Output range, inclusive: from the line containing "Find every instance of the sidewalk" to the line containing "Target: power line". Restate those lines from the data below word for word and only those.

▼

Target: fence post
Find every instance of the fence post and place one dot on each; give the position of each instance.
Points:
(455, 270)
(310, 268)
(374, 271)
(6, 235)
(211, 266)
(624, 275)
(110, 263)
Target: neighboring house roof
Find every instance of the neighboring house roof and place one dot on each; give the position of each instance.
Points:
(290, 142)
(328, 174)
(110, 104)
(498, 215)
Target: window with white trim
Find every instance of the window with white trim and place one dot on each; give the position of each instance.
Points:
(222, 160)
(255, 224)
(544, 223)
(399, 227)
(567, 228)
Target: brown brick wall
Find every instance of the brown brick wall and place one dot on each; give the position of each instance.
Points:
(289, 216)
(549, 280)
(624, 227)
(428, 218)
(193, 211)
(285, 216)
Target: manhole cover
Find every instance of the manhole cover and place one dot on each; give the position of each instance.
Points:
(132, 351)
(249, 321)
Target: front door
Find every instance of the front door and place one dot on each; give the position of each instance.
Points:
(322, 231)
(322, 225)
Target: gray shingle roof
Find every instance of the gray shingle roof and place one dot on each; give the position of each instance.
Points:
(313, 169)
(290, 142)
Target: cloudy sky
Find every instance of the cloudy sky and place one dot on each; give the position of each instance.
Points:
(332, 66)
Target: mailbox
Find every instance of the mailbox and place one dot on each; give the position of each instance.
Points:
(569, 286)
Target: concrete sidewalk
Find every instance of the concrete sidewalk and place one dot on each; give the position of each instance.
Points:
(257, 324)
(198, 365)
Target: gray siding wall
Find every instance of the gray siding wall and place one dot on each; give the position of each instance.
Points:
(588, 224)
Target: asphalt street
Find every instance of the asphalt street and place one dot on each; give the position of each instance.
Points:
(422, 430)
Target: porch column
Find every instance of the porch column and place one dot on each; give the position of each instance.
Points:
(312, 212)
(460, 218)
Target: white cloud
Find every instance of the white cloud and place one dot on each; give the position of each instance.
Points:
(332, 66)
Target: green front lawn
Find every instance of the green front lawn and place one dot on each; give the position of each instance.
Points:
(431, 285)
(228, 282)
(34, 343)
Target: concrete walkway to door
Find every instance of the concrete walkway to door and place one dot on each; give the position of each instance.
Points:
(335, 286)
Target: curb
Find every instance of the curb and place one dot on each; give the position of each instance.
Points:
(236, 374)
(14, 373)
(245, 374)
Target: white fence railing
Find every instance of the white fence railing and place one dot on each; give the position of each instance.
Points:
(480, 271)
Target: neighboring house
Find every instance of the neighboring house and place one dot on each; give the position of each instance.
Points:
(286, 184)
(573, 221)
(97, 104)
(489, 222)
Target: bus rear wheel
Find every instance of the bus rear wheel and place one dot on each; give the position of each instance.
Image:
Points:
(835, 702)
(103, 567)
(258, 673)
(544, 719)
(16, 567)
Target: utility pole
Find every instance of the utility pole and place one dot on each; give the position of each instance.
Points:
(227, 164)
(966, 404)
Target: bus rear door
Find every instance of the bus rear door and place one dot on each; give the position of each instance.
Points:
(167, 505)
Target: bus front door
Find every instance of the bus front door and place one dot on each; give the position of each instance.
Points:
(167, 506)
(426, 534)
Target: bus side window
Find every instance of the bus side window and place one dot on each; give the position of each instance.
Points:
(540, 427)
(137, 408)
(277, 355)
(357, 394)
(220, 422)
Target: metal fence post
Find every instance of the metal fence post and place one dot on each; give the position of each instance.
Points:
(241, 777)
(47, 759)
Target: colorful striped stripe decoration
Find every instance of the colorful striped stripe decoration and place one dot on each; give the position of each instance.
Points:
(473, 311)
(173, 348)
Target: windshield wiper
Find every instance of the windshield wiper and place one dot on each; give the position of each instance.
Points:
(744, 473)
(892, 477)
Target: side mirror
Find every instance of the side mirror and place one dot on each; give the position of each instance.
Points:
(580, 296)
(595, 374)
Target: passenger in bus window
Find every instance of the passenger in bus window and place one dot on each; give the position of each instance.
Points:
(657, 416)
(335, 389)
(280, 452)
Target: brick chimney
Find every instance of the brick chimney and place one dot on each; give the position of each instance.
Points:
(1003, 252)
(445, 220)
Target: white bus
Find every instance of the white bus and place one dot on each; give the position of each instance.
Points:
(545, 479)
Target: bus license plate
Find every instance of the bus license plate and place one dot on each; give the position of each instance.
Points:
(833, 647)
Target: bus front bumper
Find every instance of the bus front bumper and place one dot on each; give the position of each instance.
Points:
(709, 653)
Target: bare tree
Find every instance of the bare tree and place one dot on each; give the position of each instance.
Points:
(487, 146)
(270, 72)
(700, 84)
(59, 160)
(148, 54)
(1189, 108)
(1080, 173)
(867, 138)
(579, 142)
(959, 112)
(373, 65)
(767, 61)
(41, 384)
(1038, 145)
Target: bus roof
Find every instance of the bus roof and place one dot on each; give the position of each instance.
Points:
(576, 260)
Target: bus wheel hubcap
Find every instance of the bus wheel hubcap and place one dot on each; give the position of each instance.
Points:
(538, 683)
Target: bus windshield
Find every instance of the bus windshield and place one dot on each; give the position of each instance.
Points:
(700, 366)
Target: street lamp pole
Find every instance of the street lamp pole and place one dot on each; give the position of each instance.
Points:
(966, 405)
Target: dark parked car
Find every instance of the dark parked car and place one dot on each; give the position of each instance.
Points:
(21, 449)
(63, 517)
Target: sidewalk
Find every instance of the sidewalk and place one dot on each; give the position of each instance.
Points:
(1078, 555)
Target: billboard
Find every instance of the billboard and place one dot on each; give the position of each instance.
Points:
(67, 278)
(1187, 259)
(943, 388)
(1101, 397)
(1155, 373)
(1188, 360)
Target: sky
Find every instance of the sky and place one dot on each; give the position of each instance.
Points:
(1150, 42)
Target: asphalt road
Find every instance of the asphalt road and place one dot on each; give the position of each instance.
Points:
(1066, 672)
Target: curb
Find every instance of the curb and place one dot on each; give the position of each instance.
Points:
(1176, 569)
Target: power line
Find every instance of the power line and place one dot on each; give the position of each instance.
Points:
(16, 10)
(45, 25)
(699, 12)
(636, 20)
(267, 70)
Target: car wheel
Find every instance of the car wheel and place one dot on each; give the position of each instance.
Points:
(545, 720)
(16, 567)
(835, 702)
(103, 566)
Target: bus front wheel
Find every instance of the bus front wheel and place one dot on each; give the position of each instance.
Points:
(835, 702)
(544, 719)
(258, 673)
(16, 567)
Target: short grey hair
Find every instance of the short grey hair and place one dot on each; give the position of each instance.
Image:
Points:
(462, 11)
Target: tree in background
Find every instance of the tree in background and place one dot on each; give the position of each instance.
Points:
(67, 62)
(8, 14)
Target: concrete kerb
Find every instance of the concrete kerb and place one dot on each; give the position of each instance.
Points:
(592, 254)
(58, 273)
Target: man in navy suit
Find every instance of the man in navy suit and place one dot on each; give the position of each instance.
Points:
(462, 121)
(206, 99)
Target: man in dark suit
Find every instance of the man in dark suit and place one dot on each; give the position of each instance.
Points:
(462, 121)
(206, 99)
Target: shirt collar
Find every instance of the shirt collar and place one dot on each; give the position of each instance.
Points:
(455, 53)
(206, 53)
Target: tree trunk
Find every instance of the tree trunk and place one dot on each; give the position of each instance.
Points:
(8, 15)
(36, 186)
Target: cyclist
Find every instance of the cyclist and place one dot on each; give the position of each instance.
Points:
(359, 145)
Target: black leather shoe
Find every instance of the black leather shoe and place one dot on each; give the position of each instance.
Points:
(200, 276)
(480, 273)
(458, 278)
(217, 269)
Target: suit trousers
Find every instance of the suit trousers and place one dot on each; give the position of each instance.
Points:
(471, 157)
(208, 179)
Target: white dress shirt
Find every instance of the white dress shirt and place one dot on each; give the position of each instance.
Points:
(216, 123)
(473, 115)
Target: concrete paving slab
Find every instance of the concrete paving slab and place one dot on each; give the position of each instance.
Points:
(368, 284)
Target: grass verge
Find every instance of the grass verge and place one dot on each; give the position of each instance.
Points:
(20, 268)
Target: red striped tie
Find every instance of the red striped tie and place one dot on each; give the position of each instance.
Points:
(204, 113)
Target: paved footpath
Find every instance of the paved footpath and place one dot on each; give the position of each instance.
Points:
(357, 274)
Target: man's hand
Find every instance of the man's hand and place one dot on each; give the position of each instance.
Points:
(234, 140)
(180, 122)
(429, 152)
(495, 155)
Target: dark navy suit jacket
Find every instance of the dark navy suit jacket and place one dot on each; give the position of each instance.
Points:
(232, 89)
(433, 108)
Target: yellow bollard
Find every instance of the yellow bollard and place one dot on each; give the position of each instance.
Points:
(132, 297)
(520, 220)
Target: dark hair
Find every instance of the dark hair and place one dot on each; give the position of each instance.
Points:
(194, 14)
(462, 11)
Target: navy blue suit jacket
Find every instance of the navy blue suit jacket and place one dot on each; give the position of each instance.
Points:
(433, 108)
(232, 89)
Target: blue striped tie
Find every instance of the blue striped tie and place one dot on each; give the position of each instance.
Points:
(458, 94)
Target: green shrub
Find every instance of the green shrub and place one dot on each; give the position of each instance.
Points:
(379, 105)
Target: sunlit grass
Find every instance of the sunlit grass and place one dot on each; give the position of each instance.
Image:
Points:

▲

> [Result of the task]:
Find every instance of the sidewalk and place one dot on each; give the position of each instance.
Points:
(1078, 555)
Target: billboard
Find every instance of the billboard and place one dot on each; give the position of each instance.
Points:
(67, 278)
(1187, 259)
(943, 388)
(1101, 397)
(1155, 373)
(1188, 360)
Target: sky
Find every instance of the sky and place one dot on each; give the position of each instance.
Points:
(1150, 42)
Target: asphalt road
Find every instance of the asphalt road and place one dot on each; give the position of each instance.
Points:
(1066, 672)
Target: curb
Find every instance of the curb and place one dot on each; give the position of each instance.
Points:
(1176, 569)
Target: power line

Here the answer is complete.